[Instruction A]
Answer these questions from the forum thread about a Magneta clock:
(i) What words are on the clock's face?
(ii) What mains frequency governs the timekeeping of synchronous-motor Magneta clocks?
(iii) What does the clock owner later say actually powers the clock?

[START OF Passage provided]

# Magneta clock



## SwanningAbout (Dec 7, 2015)

I have a clock which has "Magneta London" on the face. It is a long case pendulum clock with a fairly traditional roman numeral type face. All research I have done so far indicates that Magneta only made electric clocks. Is this one a "bitsa" or did Magneta also make clockwork clocks too?


----------



## mel (Dec 6, 2006)

A picture of the mechanism might be a help, and how is it actually powered? Magneta clocks were generally often powered by what is known as a synchronous electric motor and the timekeeping is generally good, being governed by the standard UK Mains Frequency at 50Hz - - that is all power in the UK is delivered at 50 cycles of AC and this is/was a pretty accurate base reference in the day. :yes:

Unfortuneately, synchronous motors are hard to come by, so it is just possible a replacement mech may have been fitted at some time, or it may just have been disabled and the clock used as a designer piece in someone's home. Some Magneta clocks used a motor to wind a standard clockwork mechanism, these had a slip clutch to prevent overwinding.

I should add, if there's any kind of mains cables coming out of, or coiled up inside the case and attached to a motor driving the clock, *DO NOT just stick a plug on it*, the clock will be unsafe to plug into the mains and could be lethal if you do not know how to test it! It will likely need specialist help to get running! Anything of this sort of age ELECTRICAL should be treated with respect, it will not have been made to current safety standards.

Welcome to RLT, it's a good place to be!


----------



## vinn (Jun 14, 2015)

alternating current, high voltage --- deadly ! SOMTHING YOU CANT SEE, but it can kill you. here is my quote: an electrician is just a reincarnated mechanic


----------



## SwanningAbout (Dec 7, 2015)

Apologies. I've mislead you slightly. I should have said this is actually a clockwork clock powered by a dropping weight. No electric motors and no mains plugs or leads. However it does have "Magneta London" on its face. My question therefore is: did Magneta make clockwork clocks or has this one simply gained a new face attached to an existing mechanism?

Once I figure out how to upload a picture I can show you more. :wacko:


----------



## vinn (Jun 14, 2015)

go to your room --


----------



## mel (Dec 6, 2006)

At a pure guess, maybe it is a Magneta clockwork clock - - if so it would use a generic type mechanical movement, sort of badge engineering job.

Photos probably essential for someone to help you more! :yes:

Photos of Dial, Back of mechanism, as clear and sharp as you caan get, and showing any marks or writing on the back plates, and on the case inside, paper labels anything like that

Have you Googled Magneta clocks for info? - - for Google is your friend on 'tinterweb thingy!


----------

[END OF Passage provided]
[START OF Recorded data]

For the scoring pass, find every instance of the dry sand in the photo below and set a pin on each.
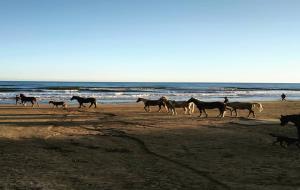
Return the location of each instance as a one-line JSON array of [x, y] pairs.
[[122, 147]]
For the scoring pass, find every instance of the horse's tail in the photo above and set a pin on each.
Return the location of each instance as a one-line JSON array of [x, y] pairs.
[[192, 107], [259, 106]]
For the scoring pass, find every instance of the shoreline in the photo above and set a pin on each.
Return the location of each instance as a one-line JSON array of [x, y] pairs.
[[123, 147]]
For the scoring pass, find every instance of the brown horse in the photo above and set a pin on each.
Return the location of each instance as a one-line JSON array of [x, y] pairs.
[[209, 105], [25, 99], [149, 103], [82, 101]]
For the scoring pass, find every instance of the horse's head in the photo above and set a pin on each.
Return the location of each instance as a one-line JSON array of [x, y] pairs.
[[192, 99], [283, 120]]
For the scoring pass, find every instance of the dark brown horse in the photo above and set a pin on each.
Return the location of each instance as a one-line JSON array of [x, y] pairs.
[[82, 101], [25, 99], [285, 119], [209, 105]]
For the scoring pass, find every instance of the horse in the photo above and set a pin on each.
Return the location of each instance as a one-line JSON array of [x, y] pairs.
[[170, 106], [285, 119], [187, 107], [149, 103], [81, 101], [25, 99], [56, 104], [244, 106], [209, 105]]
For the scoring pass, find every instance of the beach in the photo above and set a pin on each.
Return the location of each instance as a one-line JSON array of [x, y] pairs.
[[120, 146]]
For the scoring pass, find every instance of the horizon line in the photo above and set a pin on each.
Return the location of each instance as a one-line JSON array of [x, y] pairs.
[[62, 81]]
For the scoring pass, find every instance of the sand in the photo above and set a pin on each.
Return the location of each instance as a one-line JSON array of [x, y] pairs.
[[122, 147]]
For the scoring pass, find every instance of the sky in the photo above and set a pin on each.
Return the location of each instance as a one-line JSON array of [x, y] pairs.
[[150, 40]]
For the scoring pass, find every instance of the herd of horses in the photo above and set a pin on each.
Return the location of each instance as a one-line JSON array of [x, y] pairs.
[[188, 107], [22, 99], [170, 105]]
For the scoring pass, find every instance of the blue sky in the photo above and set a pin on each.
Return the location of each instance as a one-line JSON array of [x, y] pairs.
[[150, 40]]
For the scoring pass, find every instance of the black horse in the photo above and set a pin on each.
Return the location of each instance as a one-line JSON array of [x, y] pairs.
[[209, 105], [291, 118], [82, 101], [25, 99]]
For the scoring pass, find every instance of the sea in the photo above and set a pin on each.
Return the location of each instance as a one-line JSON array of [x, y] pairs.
[[128, 92]]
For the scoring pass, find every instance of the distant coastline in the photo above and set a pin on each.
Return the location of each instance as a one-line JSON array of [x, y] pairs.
[[127, 92]]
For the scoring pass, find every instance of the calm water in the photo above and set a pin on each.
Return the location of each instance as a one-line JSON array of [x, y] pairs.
[[124, 92]]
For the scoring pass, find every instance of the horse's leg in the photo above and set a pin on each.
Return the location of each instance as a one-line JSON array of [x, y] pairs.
[[200, 110], [236, 114], [206, 115], [222, 113], [250, 111], [159, 108]]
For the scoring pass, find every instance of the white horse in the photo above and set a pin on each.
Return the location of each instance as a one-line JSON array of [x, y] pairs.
[[234, 106]]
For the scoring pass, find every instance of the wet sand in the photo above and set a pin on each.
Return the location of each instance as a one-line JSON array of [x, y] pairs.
[[122, 147]]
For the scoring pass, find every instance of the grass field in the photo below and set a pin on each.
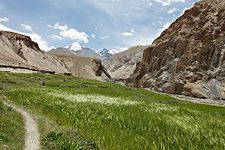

[END OF Recorded data]

[Instruction B] Rewrite the records starting at their first line and ending at the line that contains "[[192, 107], [259, 106]]". Replace "scoring pass" with "grading pass", keep everything else the same, and leave the picture out.

[Exercise output A]
(i) "Magneta London"
(ii) 50Hz
(iii) A dropping weight

[Exercise output B]
For the grading pass, find every instance of the dry sand in the photo below and set a pin on each.
Return the location of each instance as a one-line JSON array of [x, y] pairs.
[[122, 147]]
For the grading pass, find every instance of the horse's tail in the photo above and set a pin on each.
Return the location of each instance as a one-line JSON array of [x, y] pairs.
[[192, 107], [259, 106]]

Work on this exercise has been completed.